◆ **Task directions**: Please pick out every line in the entries below that contains the string "bird" and copy each one. Case counts, so match capital and lowercase letters precisely.

◆ **Data listing**:
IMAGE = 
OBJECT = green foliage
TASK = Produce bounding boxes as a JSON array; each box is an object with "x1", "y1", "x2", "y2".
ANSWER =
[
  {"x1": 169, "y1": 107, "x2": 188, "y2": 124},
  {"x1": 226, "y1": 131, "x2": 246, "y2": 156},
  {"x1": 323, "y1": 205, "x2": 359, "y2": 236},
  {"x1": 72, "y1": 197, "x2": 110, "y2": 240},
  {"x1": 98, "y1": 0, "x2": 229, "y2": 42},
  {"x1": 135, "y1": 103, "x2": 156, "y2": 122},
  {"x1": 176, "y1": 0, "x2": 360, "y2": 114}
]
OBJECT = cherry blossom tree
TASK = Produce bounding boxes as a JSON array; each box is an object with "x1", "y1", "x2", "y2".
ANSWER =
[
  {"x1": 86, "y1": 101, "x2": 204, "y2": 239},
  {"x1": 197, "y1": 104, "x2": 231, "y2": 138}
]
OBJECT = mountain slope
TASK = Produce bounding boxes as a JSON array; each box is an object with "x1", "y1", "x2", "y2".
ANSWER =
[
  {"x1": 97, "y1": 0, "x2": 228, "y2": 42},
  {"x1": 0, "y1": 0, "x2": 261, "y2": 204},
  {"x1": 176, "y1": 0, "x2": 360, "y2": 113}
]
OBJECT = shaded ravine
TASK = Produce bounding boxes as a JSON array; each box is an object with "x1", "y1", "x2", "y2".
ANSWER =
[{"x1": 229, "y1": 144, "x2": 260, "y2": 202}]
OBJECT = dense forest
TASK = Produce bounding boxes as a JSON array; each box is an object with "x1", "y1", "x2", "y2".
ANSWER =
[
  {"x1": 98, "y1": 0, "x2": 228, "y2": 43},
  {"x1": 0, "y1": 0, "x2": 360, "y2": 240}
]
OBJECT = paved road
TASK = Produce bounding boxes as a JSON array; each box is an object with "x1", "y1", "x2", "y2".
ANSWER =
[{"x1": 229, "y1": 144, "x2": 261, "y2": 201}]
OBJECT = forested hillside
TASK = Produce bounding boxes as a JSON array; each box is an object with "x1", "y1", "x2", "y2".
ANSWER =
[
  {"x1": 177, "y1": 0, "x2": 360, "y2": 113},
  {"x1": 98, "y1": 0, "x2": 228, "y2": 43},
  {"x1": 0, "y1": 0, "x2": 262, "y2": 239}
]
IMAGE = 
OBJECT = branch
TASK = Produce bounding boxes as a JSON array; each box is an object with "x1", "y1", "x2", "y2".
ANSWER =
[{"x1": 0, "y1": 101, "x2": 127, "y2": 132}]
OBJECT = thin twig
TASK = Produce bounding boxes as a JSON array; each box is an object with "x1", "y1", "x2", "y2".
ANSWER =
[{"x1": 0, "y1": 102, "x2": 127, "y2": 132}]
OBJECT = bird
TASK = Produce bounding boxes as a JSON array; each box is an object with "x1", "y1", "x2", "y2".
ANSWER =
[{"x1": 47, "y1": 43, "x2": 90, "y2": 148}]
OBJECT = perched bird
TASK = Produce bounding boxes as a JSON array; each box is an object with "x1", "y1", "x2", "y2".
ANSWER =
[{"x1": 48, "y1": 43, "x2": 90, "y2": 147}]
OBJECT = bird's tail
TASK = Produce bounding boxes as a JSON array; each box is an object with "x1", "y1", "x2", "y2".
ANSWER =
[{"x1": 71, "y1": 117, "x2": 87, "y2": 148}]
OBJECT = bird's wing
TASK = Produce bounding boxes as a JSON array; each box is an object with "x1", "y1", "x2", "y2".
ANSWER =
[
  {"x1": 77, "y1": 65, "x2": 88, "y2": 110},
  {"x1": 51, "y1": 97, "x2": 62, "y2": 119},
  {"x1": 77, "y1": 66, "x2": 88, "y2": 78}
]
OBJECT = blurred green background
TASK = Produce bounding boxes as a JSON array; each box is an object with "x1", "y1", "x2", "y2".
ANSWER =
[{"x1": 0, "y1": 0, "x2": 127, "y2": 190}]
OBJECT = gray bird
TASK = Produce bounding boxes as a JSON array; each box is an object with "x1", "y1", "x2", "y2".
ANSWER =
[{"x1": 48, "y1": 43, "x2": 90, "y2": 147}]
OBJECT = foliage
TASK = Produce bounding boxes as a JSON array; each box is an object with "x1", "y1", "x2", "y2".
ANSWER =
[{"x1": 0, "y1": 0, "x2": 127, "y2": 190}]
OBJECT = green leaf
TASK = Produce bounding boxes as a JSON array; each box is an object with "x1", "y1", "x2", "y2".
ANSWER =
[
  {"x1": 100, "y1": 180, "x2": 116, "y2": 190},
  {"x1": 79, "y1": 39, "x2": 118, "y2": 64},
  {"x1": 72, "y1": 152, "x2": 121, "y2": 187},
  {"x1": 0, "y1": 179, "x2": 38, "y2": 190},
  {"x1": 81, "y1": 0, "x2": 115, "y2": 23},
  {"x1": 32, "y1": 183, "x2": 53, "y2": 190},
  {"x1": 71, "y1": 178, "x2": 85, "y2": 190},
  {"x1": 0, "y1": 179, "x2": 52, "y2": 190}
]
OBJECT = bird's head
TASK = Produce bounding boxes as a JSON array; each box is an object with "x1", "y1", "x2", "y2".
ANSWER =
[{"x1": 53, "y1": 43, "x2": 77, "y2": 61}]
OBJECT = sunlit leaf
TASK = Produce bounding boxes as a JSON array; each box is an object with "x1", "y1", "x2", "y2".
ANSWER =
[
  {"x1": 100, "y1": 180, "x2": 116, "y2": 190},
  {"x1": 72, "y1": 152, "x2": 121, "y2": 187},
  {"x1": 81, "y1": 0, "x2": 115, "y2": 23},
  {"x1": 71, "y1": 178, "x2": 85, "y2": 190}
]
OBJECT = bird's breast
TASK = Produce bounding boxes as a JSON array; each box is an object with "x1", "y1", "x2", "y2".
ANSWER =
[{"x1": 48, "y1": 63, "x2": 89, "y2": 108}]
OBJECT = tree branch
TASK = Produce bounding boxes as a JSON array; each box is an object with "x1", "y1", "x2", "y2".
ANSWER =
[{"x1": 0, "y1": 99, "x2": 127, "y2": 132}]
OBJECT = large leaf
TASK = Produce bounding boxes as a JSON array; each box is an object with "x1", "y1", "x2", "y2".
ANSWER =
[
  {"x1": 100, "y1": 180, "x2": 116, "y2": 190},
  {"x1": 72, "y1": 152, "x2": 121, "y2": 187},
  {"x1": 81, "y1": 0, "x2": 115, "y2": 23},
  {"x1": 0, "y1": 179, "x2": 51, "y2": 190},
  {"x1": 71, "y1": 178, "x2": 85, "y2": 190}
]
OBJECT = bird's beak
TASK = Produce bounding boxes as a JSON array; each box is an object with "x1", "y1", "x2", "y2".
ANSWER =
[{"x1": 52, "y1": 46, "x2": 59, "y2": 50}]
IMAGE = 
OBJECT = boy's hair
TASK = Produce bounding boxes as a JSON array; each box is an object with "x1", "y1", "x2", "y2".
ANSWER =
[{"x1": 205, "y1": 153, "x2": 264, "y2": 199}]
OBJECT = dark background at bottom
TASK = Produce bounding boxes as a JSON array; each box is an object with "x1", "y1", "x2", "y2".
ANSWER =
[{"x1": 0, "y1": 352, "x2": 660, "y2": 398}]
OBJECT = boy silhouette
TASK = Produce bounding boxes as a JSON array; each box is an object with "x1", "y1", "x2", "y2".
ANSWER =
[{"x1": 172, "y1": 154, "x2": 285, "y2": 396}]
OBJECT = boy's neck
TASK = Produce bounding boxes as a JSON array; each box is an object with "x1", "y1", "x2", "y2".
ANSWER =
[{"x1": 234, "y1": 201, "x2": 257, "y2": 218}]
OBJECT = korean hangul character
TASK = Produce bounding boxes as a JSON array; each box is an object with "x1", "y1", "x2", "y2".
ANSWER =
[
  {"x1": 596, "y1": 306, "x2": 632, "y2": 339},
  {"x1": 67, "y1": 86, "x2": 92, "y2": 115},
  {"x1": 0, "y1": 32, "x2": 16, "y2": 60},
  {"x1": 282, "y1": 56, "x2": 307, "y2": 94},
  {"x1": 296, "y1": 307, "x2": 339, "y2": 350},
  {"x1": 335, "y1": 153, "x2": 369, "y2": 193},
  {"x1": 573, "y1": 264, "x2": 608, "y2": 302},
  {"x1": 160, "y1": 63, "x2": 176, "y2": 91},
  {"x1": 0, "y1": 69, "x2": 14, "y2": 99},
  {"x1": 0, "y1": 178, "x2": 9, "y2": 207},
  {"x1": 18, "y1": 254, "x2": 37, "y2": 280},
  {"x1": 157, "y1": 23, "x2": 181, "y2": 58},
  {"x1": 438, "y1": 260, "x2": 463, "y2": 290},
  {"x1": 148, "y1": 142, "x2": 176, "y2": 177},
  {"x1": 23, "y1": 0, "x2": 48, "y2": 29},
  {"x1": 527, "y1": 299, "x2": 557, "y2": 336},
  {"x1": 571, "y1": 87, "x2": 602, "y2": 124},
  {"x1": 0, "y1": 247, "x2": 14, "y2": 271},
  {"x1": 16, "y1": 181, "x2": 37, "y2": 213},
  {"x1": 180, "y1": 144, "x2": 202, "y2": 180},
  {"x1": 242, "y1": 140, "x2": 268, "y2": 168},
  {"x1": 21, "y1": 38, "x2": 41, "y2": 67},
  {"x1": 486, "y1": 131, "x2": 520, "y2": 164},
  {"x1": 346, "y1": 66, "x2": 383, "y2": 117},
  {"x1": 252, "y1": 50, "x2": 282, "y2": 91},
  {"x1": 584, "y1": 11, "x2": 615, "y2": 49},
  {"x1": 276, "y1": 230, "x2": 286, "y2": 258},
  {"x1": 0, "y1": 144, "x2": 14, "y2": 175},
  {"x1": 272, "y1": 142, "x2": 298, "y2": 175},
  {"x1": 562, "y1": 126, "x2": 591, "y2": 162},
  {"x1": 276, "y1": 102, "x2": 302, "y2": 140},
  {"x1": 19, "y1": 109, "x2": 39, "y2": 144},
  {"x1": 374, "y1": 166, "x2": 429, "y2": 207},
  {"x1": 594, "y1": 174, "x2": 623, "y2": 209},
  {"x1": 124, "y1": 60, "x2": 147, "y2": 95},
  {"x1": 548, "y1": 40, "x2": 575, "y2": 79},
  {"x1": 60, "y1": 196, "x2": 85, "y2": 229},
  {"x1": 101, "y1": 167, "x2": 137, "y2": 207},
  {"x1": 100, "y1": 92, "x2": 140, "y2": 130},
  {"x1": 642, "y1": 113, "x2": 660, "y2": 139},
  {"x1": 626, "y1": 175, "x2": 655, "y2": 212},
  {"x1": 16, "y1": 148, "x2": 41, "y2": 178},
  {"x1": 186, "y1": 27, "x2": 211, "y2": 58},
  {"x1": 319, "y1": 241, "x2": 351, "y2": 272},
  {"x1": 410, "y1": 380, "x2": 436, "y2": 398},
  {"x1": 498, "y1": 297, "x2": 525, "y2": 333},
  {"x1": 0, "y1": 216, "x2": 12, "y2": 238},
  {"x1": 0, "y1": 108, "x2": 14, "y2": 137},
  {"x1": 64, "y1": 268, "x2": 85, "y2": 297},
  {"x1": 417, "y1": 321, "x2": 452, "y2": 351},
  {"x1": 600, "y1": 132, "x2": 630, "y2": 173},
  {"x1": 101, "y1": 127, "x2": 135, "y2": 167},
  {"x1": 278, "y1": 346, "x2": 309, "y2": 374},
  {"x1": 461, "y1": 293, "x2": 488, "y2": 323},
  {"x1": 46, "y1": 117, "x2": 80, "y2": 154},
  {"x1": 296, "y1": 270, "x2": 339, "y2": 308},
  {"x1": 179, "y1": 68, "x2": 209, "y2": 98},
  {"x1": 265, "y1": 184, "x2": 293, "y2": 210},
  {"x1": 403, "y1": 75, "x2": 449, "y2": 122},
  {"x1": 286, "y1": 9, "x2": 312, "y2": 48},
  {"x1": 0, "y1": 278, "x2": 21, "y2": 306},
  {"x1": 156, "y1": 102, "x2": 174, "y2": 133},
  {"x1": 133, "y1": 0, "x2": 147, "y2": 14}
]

◆ **Task response**:
OBJECT = bird
OBJECT = perched bird
OBJECT = bird's tail
OBJECT = bird's wing
OBJECT = gray bird
OBJECT = bird's head
OBJECT = bird's breast
OBJECT = bird's beak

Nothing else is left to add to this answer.